GIVEN INSTRUCTION – Pull out every line of the rows below that contains the string "fire". Case counts, so match uppercase and lowercase letters only as they appear.

DATA FOR THE TASK –
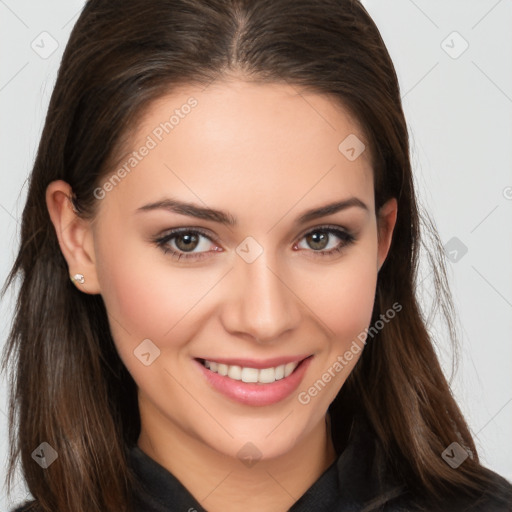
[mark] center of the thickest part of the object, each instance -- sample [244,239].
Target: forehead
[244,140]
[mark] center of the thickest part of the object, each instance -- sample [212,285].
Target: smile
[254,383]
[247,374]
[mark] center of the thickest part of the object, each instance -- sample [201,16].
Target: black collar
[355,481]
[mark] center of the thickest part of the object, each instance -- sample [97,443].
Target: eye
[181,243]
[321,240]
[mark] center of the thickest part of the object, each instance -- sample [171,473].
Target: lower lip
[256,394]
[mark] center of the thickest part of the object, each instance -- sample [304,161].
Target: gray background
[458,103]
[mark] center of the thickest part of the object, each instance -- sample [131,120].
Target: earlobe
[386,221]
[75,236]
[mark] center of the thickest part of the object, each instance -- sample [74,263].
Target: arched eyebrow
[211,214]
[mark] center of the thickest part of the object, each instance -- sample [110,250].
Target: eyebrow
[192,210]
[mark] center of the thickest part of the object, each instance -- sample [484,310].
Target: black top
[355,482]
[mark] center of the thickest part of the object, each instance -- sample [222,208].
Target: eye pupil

* * *

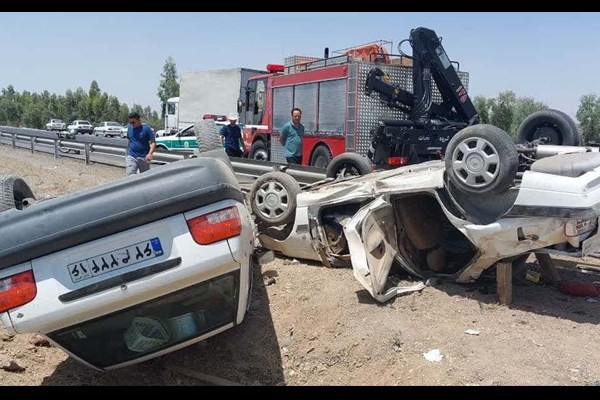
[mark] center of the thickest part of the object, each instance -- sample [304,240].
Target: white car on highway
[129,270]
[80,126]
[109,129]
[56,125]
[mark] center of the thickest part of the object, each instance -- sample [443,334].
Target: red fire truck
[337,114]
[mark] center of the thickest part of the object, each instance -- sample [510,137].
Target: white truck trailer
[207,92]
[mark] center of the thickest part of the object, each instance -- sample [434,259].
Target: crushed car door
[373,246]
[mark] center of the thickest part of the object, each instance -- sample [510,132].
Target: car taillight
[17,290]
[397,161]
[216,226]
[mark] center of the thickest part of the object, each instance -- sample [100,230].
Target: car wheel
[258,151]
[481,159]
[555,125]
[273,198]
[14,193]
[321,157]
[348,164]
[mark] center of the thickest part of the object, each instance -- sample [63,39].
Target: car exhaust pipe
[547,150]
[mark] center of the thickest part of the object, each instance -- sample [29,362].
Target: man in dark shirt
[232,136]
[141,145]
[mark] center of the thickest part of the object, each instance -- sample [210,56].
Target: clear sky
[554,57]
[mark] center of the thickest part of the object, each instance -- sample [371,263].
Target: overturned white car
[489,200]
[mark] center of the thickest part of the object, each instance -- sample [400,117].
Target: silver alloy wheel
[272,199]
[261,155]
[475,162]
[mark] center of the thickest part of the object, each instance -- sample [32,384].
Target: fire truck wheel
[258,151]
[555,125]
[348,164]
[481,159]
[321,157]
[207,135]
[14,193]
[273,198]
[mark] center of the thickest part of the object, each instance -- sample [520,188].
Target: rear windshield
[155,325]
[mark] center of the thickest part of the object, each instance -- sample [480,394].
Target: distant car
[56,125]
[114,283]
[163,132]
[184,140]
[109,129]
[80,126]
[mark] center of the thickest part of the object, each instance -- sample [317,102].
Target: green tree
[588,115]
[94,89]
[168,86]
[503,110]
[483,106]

RESULT FOR THIS TASK –
Target: red fire truck
Target: fire truck wheel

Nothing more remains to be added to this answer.